■ Supplied records ■
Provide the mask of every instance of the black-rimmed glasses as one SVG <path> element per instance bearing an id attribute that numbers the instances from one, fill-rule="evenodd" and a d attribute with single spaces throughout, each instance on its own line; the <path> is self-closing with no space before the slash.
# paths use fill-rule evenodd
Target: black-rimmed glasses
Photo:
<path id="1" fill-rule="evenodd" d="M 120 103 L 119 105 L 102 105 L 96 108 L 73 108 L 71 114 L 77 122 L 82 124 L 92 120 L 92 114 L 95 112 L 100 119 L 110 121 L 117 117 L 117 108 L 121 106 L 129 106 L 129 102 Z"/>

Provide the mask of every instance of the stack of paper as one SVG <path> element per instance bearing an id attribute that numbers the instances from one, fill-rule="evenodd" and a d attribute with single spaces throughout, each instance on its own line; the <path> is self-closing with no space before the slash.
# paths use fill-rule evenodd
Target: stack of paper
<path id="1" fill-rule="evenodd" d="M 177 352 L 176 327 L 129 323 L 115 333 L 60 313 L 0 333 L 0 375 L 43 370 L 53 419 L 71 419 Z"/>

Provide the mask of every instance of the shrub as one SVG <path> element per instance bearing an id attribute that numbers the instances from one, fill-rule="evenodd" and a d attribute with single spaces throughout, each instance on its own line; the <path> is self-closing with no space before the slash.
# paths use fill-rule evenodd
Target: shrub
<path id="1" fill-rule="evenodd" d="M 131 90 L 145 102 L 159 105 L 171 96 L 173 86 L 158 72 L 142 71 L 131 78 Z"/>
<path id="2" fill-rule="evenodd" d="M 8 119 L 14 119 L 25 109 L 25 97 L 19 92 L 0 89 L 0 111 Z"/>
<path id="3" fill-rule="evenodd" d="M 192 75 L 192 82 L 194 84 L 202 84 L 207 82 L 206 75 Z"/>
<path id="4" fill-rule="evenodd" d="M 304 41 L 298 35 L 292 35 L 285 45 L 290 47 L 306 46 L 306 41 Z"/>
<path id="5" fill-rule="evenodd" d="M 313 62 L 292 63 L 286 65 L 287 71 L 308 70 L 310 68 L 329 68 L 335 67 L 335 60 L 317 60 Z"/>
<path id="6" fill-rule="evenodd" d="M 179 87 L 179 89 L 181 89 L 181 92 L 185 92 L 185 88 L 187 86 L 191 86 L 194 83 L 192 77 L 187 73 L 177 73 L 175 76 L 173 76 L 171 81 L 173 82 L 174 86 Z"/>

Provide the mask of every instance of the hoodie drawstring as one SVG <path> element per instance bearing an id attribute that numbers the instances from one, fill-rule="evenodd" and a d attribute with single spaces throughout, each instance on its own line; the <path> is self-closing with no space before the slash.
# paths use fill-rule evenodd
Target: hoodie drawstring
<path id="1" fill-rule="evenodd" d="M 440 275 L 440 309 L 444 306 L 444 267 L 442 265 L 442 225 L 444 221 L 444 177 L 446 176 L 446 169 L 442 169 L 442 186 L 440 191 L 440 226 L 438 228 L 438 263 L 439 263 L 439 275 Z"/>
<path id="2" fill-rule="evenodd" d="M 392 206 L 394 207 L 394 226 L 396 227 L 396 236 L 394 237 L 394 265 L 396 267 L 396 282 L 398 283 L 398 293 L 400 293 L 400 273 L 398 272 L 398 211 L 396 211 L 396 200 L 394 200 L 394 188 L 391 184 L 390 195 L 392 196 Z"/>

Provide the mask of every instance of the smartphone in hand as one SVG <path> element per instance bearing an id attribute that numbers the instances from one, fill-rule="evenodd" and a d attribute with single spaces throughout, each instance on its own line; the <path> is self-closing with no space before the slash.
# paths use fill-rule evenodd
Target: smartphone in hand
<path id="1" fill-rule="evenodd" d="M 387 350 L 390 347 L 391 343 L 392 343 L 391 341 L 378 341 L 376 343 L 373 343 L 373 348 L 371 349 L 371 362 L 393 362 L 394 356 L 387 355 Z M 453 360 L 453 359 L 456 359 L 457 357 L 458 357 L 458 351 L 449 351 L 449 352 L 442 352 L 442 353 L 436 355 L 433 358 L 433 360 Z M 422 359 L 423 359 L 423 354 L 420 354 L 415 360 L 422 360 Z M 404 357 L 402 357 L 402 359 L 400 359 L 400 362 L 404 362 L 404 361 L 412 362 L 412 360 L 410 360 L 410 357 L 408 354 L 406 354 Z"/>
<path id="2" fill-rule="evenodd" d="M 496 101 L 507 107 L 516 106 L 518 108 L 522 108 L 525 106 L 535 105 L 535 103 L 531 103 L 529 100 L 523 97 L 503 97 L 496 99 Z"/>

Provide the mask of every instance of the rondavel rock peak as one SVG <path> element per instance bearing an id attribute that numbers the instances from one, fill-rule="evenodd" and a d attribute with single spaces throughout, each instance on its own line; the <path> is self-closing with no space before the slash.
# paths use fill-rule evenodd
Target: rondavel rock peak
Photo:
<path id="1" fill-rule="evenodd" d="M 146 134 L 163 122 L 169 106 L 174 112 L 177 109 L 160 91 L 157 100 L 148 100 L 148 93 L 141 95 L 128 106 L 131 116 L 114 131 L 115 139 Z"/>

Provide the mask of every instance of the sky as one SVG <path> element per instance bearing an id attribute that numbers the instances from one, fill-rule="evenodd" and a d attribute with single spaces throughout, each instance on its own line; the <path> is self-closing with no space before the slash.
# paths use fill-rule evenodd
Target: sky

■ Instructions to follow ■
Please copy every one of the records above line for line, changing nothing.

■ Task response ■
Provide the mask of every instance of the black-rimmed glasses as one SVG <path> element per instance bearing an id attribute that numbers the instances from one, fill-rule="evenodd" and a d attribute with single spaces throughout, each instance on its own line; the <path> is self-closing with no space before the slash.
# paths use fill-rule evenodd
Target: black-rimmed glasses
Photo:
<path id="1" fill-rule="evenodd" d="M 120 103 L 119 105 L 102 105 L 96 108 L 73 108 L 71 114 L 77 122 L 82 124 L 92 120 L 92 114 L 95 112 L 100 119 L 110 121 L 117 117 L 117 108 L 121 106 L 129 106 L 129 102 Z"/>

Provide the mask of every instance of the stack of paper as one SVG <path> element per instance bearing an id attribute that numbers the instances from one, fill-rule="evenodd" and a d attribute with single spaces throughout, each instance on its own line; the <path> is self-closing with no space before the slash.
# paths use fill-rule evenodd
Target: stack of paper
<path id="1" fill-rule="evenodd" d="M 177 352 L 176 327 L 129 323 L 115 333 L 60 313 L 0 333 L 0 375 L 43 370 L 53 419 L 71 419 Z"/>

Provide the mask of every instance of the shrub as one SVG <path> element per instance bearing an id attribute that numbers the instances from one, fill-rule="evenodd" and a d attribute with single spaces throughout, each instance on its own line; the <path> is self-closing with no space before the slash.
# paths use fill-rule evenodd
Target: shrub
<path id="1" fill-rule="evenodd" d="M 131 90 L 145 102 L 159 105 L 171 96 L 173 86 L 158 72 L 142 71 L 131 78 Z"/>
<path id="2" fill-rule="evenodd" d="M 8 119 L 14 119 L 25 109 L 25 97 L 19 92 L 0 89 L 0 111 Z"/>
<path id="3" fill-rule="evenodd" d="M 192 75 L 192 82 L 194 84 L 202 84 L 207 82 L 206 75 Z"/>
<path id="4" fill-rule="evenodd" d="M 304 41 L 298 35 L 292 35 L 285 45 L 290 47 L 306 46 L 306 41 Z"/>
<path id="5" fill-rule="evenodd" d="M 313 62 L 292 63 L 286 65 L 287 71 L 308 70 L 310 68 L 329 68 L 335 67 L 335 60 L 317 60 Z"/>
<path id="6" fill-rule="evenodd" d="M 179 87 L 179 89 L 181 89 L 181 92 L 185 92 L 185 88 L 187 86 L 191 86 L 194 83 L 192 77 L 187 73 L 177 73 L 175 76 L 173 76 L 171 81 L 173 82 L 174 86 Z"/>

Provide the mask of every instance of the hoodie drawstring as one SVG <path> element per instance bearing an id attribute that numbers the instances from one, fill-rule="evenodd" and a d attribute with single spaces throughout, each instance on its own line; the <path> is self-closing with no space before the slash.
# paths use fill-rule evenodd
Target: hoodie drawstring
<path id="1" fill-rule="evenodd" d="M 440 275 L 440 309 L 444 306 L 444 267 L 442 265 L 442 225 L 444 221 L 444 177 L 446 176 L 446 169 L 442 169 L 442 186 L 440 191 L 440 226 L 438 228 L 438 263 L 439 263 L 439 275 Z"/>
<path id="2" fill-rule="evenodd" d="M 392 206 L 394 207 L 394 226 L 396 227 L 396 236 L 394 237 L 394 265 L 396 267 L 396 282 L 398 283 L 398 293 L 400 293 L 400 273 L 398 272 L 398 211 L 396 211 L 396 200 L 394 200 L 394 188 L 391 184 L 390 195 L 392 196 Z"/>

Provide the mask of every instance of the smartphone in hand as one SVG <path> element per instance bearing an id attribute that numbers the instances from one, fill-rule="evenodd" and a d attribute with single spaces throughout, each instance on its own line; the <path> is self-closing with no space before the slash.
# paths use fill-rule evenodd
Target: smartphone in hand
<path id="1" fill-rule="evenodd" d="M 387 350 L 390 347 L 391 343 L 392 343 L 391 341 L 378 341 L 376 343 L 373 343 L 373 348 L 371 349 L 371 362 L 393 362 L 394 356 L 387 355 Z M 453 360 L 453 359 L 456 359 L 457 357 L 458 357 L 458 351 L 449 351 L 449 352 L 442 352 L 442 353 L 436 355 L 433 358 L 433 360 Z M 422 359 L 423 359 L 423 354 L 420 354 L 415 360 L 422 360 Z M 404 357 L 402 357 L 402 359 L 400 359 L 400 362 L 404 362 L 404 361 L 412 362 L 412 360 L 410 360 L 410 357 L 408 354 L 406 354 Z"/>
<path id="2" fill-rule="evenodd" d="M 496 101 L 507 107 L 516 106 L 518 108 L 522 108 L 525 106 L 535 105 L 535 103 L 531 103 L 529 100 L 523 97 L 503 97 L 496 99 Z"/>

Provide the mask of every instance of the rondavel rock peak as one SVG <path> element per instance bearing an id attribute that numbers the instances from one, fill-rule="evenodd" and a d attribute with single spaces throughout, each instance on its own line; the <path> is self-closing with no space before the slash.
# paths use fill-rule evenodd
Target: rondavel rock peak
Photo:
<path id="1" fill-rule="evenodd" d="M 146 134 L 163 122 L 169 106 L 174 112 L 177 109 L 160 91 L 157 100 L 148 100 L 148 93 L 141 95 L 128 106 L 131 116 L 114 131 L 115 139 Z"/>

Provide the mask of every instance of the sky as one SVG <path> element per instance bearing an id attribute that numbers the instances from one, fill-rule="evenodd" and a d attribute with single spaces throughout, each instance on its own line; the <path> is self-closing with no space before the slash.
# paths use fill-rule evenodd
Target: sky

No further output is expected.